▶

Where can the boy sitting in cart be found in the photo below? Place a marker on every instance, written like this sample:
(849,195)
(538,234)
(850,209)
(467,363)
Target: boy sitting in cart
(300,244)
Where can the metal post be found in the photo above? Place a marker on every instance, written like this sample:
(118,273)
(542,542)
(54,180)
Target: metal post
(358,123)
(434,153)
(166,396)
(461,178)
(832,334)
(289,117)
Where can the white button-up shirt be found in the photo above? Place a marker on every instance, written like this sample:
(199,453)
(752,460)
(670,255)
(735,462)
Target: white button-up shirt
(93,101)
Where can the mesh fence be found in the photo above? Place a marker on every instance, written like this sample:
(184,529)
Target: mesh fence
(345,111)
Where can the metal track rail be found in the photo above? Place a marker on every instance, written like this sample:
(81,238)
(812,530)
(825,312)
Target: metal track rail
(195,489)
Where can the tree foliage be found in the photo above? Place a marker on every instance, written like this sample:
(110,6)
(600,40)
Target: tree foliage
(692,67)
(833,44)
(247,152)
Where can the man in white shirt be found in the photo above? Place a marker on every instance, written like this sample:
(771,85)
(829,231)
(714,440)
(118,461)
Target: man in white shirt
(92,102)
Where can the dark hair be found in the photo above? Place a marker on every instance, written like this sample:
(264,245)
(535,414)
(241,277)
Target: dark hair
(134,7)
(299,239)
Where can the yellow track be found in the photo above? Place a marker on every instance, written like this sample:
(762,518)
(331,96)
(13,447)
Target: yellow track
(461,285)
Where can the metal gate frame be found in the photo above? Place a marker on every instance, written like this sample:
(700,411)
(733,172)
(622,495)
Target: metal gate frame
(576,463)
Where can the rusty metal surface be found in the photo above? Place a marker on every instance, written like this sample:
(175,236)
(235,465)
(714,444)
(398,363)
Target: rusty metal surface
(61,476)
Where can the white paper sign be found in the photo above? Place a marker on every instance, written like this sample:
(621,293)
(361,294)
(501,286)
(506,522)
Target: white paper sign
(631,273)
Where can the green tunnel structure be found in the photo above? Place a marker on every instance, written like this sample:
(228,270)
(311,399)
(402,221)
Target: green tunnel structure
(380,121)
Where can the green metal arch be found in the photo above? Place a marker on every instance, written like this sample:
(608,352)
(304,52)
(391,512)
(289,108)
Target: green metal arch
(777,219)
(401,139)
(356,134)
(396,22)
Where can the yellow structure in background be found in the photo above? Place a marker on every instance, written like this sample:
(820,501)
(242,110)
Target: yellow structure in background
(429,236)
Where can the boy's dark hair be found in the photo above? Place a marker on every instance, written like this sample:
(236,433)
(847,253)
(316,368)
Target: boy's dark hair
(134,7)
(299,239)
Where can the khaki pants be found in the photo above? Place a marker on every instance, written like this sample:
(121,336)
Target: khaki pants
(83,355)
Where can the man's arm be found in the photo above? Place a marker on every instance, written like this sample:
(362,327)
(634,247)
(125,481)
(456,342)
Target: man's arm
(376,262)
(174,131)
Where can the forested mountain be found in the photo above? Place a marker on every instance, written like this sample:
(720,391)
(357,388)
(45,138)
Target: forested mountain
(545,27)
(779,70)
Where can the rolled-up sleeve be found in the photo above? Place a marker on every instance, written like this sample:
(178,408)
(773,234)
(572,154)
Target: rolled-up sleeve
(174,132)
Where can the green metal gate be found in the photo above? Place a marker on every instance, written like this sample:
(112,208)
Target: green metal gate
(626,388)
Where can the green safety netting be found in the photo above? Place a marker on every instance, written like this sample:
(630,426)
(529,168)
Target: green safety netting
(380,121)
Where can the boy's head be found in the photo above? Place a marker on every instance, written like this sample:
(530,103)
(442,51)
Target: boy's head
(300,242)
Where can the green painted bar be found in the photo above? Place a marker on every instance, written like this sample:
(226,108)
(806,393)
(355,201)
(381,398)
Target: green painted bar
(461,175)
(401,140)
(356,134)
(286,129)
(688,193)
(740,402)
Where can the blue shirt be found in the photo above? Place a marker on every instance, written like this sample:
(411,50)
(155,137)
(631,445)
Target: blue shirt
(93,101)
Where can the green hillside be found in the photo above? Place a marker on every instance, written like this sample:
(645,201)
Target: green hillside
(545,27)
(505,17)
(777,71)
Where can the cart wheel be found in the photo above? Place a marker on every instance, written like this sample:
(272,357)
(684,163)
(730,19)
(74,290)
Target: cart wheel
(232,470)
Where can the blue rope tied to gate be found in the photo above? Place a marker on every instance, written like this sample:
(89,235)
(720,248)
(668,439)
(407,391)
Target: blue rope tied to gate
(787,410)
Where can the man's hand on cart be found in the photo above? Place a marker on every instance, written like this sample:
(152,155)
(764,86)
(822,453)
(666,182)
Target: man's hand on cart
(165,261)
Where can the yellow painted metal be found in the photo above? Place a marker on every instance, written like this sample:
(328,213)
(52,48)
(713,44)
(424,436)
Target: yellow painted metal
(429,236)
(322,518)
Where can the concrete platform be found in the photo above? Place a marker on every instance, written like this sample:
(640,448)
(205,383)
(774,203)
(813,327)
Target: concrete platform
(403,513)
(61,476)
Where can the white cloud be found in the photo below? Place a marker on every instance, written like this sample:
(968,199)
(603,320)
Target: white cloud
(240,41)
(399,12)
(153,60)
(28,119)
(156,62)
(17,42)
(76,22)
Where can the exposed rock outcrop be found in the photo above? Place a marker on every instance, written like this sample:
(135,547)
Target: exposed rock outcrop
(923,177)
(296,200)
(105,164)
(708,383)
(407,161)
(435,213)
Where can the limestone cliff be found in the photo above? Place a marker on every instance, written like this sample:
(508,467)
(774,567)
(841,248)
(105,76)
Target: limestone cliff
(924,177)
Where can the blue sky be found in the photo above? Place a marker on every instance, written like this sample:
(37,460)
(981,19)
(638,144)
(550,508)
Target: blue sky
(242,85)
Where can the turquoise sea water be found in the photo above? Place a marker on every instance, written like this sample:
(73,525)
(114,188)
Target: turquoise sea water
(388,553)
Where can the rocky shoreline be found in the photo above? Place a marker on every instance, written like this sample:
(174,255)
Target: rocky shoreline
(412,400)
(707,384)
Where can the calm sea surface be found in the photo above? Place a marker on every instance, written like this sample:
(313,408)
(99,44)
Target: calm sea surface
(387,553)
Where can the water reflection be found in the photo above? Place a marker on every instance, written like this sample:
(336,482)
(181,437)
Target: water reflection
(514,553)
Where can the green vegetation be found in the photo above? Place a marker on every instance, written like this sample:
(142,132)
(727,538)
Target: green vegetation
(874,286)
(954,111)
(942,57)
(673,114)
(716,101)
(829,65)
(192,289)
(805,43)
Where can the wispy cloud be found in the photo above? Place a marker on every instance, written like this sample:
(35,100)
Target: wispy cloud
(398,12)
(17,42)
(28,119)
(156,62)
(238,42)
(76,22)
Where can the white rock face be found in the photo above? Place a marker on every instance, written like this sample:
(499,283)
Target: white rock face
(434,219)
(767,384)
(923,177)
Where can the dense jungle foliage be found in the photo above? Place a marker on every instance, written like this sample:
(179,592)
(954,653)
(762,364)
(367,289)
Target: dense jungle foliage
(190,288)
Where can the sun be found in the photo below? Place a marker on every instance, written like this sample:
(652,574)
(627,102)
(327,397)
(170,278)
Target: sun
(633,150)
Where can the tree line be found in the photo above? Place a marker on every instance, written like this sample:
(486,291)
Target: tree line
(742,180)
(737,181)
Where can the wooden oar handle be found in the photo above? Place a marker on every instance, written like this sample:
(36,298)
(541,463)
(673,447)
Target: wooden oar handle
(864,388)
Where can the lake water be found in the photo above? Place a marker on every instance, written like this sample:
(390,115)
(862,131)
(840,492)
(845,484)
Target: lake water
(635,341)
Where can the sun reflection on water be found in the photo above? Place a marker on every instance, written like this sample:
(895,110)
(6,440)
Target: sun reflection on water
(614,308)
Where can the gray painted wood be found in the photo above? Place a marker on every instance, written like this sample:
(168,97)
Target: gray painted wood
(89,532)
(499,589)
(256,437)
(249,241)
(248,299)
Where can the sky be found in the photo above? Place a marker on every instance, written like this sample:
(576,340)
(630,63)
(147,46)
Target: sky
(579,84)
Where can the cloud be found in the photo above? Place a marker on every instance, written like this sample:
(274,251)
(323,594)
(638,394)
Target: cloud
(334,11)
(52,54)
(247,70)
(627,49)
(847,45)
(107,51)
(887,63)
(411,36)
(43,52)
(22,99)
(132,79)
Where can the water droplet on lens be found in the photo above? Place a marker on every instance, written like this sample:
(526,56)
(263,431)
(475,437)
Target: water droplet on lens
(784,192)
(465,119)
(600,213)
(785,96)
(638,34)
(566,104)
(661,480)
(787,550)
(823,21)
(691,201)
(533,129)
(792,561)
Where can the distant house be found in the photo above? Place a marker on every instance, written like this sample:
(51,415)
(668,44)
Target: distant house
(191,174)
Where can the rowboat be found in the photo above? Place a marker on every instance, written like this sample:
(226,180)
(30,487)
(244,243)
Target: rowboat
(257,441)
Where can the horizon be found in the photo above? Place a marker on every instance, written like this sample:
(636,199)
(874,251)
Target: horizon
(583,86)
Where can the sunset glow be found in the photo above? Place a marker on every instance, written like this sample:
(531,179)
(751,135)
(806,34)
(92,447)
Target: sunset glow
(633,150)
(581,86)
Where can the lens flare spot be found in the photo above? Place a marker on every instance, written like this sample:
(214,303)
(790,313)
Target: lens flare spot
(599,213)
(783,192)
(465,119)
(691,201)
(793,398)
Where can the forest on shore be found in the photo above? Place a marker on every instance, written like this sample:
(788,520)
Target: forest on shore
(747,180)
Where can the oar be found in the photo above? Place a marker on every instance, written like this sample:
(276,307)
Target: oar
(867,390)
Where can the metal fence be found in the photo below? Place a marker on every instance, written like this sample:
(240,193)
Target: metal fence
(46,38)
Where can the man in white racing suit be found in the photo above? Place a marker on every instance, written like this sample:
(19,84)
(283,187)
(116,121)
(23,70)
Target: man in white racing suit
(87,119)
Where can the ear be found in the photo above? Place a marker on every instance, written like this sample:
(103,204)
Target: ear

◀

WORK TASK - Present each line from the listing that holds the string "below".

EXERCISE RESULT -
Where can the boy sitting in cart be found in the photo below? Place a marker on every instance, written like this sample:
Where can the white cloud be found in the photo below? Place a marker on every instance, written like this sample:
Where can the sun be found in the photo below? Place a marker on every instance, written like this sample:
Where can the metal fence be found in the photo below? Place a marker on every instance, written like this sample:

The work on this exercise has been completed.